- **Your task**
Rewrite the listing below as a numbered list, omitting any blank lines.

- **Given records**
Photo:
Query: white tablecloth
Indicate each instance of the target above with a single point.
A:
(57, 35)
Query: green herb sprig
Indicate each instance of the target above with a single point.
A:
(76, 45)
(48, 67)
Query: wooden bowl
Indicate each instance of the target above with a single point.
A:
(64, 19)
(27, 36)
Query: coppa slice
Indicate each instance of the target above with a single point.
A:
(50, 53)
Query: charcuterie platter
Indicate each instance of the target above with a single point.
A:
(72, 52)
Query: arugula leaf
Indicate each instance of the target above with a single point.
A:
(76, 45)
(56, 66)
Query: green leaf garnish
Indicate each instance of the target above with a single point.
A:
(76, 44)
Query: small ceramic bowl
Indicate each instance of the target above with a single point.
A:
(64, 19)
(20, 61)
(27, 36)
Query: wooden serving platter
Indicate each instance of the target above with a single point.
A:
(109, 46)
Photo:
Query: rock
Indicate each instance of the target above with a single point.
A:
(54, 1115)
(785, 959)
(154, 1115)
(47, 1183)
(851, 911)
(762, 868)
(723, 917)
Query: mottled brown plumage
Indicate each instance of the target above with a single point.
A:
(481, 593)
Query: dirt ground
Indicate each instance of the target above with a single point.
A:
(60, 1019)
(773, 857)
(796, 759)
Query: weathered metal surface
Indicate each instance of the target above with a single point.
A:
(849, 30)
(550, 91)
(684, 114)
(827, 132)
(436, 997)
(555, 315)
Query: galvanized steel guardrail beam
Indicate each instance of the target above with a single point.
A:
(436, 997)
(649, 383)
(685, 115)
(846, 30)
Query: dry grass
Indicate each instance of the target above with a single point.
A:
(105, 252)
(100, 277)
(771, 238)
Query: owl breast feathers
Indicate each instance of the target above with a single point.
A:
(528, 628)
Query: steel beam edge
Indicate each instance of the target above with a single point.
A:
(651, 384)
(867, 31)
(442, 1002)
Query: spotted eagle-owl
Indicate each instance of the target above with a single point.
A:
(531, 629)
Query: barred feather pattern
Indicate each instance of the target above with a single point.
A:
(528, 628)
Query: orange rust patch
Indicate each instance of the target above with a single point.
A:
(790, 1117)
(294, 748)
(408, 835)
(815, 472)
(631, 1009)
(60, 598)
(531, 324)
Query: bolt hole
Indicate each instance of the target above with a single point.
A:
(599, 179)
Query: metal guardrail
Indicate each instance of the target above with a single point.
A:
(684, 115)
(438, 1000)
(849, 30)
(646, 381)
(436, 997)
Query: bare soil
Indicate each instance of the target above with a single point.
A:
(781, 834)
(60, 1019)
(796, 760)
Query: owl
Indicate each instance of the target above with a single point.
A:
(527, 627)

- **Answer to the task**
1. Photo:
2. Query: white tablecloth
3. Indicate each instance of the target above with a single point.
4. A:
5. (57, 35)
6. Query: green herb sprig
7. Indicate each instance of the target above with a single point.
8. A:
9. (76, 45)
10. (48, 67)
11. Query: wooden bowl
12. Indicate each instance of the target above with a single point.
13. A:
14. (64, 19)
15. (27, 36)
16. Query: coppa slice
17. Indicate each instance of the target above with a single point.
18. A:
19. (50, 53)
20. Query: charcuterie platter
21. Indicate each instance of the target above with a single point.
22. A:
23. (72, 52)
24. Query: arugula leaf
25. Indicate each instance of the target above with a single point.
26. A:
27. (76, 45)
28. (56, 66)
29. Query: green leaf garnish
30. Indicate each instance of the target above with a single point.
31. A:
32. (76, 44)
33. Query: small ceramic bowl
34. Indicate each instance of the target above with a single point.
35. A:
36. (64, 19)
37. (20, 61)
38. (27, 36)
39. Query: wooden serving platter
40. Indicate each instance of the target above with a single point.
41. A:
42. (109, 46)
43. Photo:
44. Query: rock
45. Indicate each instance of the target above with a single point.
46. A:
47. (54, 1115)
48. (785, 959)
49. (154, 1115)
50. (47, 1183)
51. (851, 911)
52. (762, 868)
53. (723, 917)
54. Query: mottled brown plumage
55. Indicate each instance of the target above with a single point.
56. A:
57. (481, 593)
58. Query: dirt ground
59. Indicate each instance of the target above with a single point.
60. A:
61. (60, 1019)
62. (773, 857)
63. (796, 759)
64. Query: weathered metal surface
65. Indicate each instance of the target above with a single point.
66. A:
67. (849, 30)
68. (550, 91)
69. (684, 114)
70. (827, 132)
71. (436, 997)
72. (555, 315)
73. Query: galvanized steel guardrail beam
74. Indicate each instance of the target above with a single point.
75. A:
76. (436, 997)
77. (649, 383)
78. (685, 115)
79. (846, 30)
80. Query: dry grass
81. Indicate each instance of the target above with a single point.
82. A:
83. (105, 252)
84. (100, 277)
85. (771, 238)
86. Query: owl breast feathers
87. Indicate each instance of the target above with a single point.
88. A:
89. (528, 628)
90. Query: steel beam edge
91. Indicate each instance of the target above with a single point.
92. A:
93. (651, 384)
94. (867, 31)
95. (442, 1002)
96. Query: spotted eagle-owl
97. Indicate each instance of the target above with a single point.
98. A:
99. (531, 629)
100. Query: barred feather pattern
101. Indicate each instance of the target above with a single point.
102. A:
103. (528, 628)
104. Query: orange rust patch
105. Indicate each instance of the target above with a single point.
106. A:
107. (790, 1117)
108. (294, 748)
109. (408, 835)
110. (815, 472)
111. (631, 1009)
112. (60, 598)
113. (531, 324)
114. Query: bolt hole
115. Indicate each instance of the target above with a single point.
116. A:
117. (599, 179)
118. Query: metal guardrail
119. Indicate each instance of the target above with a single point.
120. A:
121. (684, 115)
122. (438, 1000)
123. (849, 30)
124. (646, 381)
125. (436, 997)
126. Query: bare soil
127. Indicate each instance of the target above with a single point.
128. A:
129. (781, 834)
130. (60, 1019)
131. (796, 760)
132. Query: owl
133. Indicate each instance of the target above with a single point.
134. A:
135. (527, 627)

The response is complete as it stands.